> TASK DIRECTIONS:
Every entry must be output exactly as it is written.

> EXERCISE INPUT:
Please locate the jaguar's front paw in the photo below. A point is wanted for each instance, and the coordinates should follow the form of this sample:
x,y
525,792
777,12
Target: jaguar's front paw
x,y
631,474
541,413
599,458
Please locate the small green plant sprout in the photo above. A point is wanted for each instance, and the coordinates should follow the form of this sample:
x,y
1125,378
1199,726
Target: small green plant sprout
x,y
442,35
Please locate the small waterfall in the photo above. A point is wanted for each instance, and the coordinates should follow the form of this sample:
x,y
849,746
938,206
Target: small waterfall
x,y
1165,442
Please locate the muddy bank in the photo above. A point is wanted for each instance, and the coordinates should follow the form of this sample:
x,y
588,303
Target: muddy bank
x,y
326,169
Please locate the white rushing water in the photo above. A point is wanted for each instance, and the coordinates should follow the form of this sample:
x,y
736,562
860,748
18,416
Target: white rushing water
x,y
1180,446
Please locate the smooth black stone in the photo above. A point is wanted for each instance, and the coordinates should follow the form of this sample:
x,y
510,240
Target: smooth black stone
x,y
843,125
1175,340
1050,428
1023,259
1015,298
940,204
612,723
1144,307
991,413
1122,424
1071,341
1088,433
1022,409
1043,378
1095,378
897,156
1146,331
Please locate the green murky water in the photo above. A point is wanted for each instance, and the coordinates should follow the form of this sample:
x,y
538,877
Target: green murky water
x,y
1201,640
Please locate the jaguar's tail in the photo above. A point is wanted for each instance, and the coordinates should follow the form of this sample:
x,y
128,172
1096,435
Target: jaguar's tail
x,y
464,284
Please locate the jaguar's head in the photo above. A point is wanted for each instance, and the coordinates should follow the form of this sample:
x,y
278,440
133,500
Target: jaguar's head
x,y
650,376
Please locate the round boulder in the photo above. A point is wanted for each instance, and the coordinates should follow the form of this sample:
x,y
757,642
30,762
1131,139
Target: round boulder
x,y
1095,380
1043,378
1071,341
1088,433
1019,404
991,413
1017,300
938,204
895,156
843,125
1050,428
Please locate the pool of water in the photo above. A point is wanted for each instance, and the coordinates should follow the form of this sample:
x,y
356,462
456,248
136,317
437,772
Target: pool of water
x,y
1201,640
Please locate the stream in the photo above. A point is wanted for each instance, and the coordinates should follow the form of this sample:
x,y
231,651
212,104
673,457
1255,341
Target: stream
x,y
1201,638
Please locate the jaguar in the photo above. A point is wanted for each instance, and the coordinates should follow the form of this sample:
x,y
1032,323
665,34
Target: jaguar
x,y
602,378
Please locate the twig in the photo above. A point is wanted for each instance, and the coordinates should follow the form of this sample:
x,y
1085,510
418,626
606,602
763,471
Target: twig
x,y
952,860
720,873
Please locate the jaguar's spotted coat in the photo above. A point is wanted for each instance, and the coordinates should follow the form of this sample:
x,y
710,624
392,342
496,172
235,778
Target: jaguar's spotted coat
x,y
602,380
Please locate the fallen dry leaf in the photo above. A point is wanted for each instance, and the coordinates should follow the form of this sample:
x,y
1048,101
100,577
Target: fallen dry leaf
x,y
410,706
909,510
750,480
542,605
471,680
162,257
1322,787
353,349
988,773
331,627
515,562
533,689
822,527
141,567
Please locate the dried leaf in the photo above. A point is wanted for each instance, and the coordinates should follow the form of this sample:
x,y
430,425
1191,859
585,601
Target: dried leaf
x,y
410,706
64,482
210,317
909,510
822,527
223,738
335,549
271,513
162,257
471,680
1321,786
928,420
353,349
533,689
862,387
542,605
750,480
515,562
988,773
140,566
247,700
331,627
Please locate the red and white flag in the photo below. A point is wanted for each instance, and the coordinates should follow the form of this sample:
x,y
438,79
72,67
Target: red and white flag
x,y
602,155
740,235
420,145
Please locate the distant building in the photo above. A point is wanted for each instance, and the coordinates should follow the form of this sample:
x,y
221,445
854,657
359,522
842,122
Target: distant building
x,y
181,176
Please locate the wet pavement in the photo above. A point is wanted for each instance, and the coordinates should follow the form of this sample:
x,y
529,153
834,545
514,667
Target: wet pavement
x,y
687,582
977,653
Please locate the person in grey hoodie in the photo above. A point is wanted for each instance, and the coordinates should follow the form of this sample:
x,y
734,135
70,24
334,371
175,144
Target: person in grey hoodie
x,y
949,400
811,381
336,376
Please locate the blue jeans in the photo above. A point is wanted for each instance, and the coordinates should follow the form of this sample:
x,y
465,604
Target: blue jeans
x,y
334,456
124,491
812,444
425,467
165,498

> RESPONSE TO THE EXERCISE:
Please locate the jaguar's front paw in the photo below. A point is wanted for each instance, and the coordinates should follow the form of this sample:
x,y
525,792
777,12
Target: jaguar's front paw
x,y
631,474
541,413
599,458
Please locate the small green plant sprout in the photo above. A point is wanted for each instance, and the coordinates should follow the form of this sample:
x,y
1125,378
1199,726
Target: small green plant sprout
x,y
442,35
Please locate the small waterfall in the photo above. A point is wanted for each instance, and the coordinates should follow the form of this sample:
x,y
849,746
938,206
Target: small waterfall
x,y
1165,442
Please locate the muddy bank in the photo above. A point is wanted for each instance, and the coordinates should follow the form of this sample:
x,y
588,303
Target: muddy bank
x,y
326,169
Please locate the white rushing water in the photo above. A point is wanted for each instance, and the coordinates should follow the form of this sample:
x,y
736,562
860,748
18,416
Target: white rushing water
x,y
1180,446
Please locate the smooth black stone in the photo above. A point is wanted for each instance, and the coordinates should follow the form of this sample:
x,y
510,240
Target: smooth black stone
x,y
843,125
1175,340
1050,428
1023,259
1015,298
940,204
612,723
1144,307
991,413
1122,424
1071,341
1088,433
1022,409
1043,378
1095,378
897,156
1146,331
Please locate the green murky water in the photo above. A point is wanted for each instance, and the coordinates should follow the form of this sample:
x,y
538,877
Target: green murky water
x,y
1201,640
Please locate the jaguar's tail in the photo above. A point is wanted for each instance, and the coordinates should follow the form of this sample:
x,y
128,172
1096,435
Target: jaguar's tail
x,y
464,284
Please locate the jaguar's head in the photo above. A point is wanted for each instance, and the coordinates should follow the form of this sample:
x,y
278,440
133,500
Target: jaguar's head
x,y
650,376
Please locate the round boulder in the photo above. A point is wanted for each instance, and the coordinates should follow the form of this sample:
x,y
757,642
30,762
1131,139
Target: round boulder
x,y
1095,380
1043,378
1071,341
1088,433
1019,404
991,413
1017,300
938,204
895,156
843,125
1050,428
Please locate the pool of water in the photo above. A point is wanted for each instance, and the coordinates should follow the form of this sample:
x,y
356,462
456,248
136,317
437,772
Target: pool of water
x,y
1201,640
Please locate the stream in the photo above. A point is wanted for each instance, and the coordinates should follow the form of this sample:
x,y
231,651
212,104
673,457
1255,341
Target: stream
x,y
1201,638
Please locate the jaguar in the photo above. A point is wanted for each instance, and the coordinates should follow the form of this sample:
x,y
1032,323
665,34
Target: jaguar
x,y
602,378
Please locate the twig in the photo above. A point is wanted for each instance, and the coordinates should follow the form of this sample:
x,y
1085,510
418,626
606,602
763,471
Target: twig
x,y
952,860
720,873
Please locate the jaguar's spotted coat in the photo above. A point is wanted for each instance, and the coordinates should follow the form of this sample:
x,y
710,624
392,342
496,172
235,778
Target: jaguar's spotted coat
x,y
602,380
Please locate the fallen dry leaf in the photo above. A point is wanted for each instance, and the coordinates should follow the form of this sample:
x,y
1048,101
100,577
Target: fallen dry leaf
x,y
410,706
909,510
750,480
542,605
471,680
162,257
1322,787
353,349
988,773
331,627
515,562
533,689
822,527
141,567
Please locate the dried leaf in the photo above. A point is wanted for each instance, and the coordinates should follow the form of this sample:
x,y
430,425
1191,859
585,601
Target: dried leaf
x,y
410,706
64,482
210,317
909,510
822,527
223,738
335,549
271,513
162,257
471,680
1321,786
928,420
353,349
533,689
862,387
542,605
750,480
515,562
988,773
140,566
247,700
331,627
Please locate the red and white flag in the photo below. A point is wanted for each instance, and the coordinates should follow the form of this sample:
x,y
438,79
72,67
Target: red and white flag
x,y
602,155
740,235
420,145
Please locate the distant building in the photo above. A point is wanted for each instance, and the coordinates should follow the form of this sample:
x,y
221,445
854,657
359,522
842,122
Target: distant building
x,y
181,176
Please locate the wet pavement in the photo above. A point is wanted for each instance, and the coordinates should follow the form of this sample:
x,y
529,153
834,545
514,667
Target: wet pavement
x,y
687,582
977,653
Please locate the person in grey hoodie in the photo above. A point is wanted for each instance, and the coordinates should follow the form of this sample:
x,y
734,135
70,24
334,371
175,144
Target: person in grey hoodie
x,y
949,400
811,381
336,376
Please locate the blue jeans in the photo above. A point is wanted for each instance, and the coordinates should follow the form of this sample:
x,y
465,604
Target: blue jeans
x,y
334,456
124,491
812,444
425,467
165,498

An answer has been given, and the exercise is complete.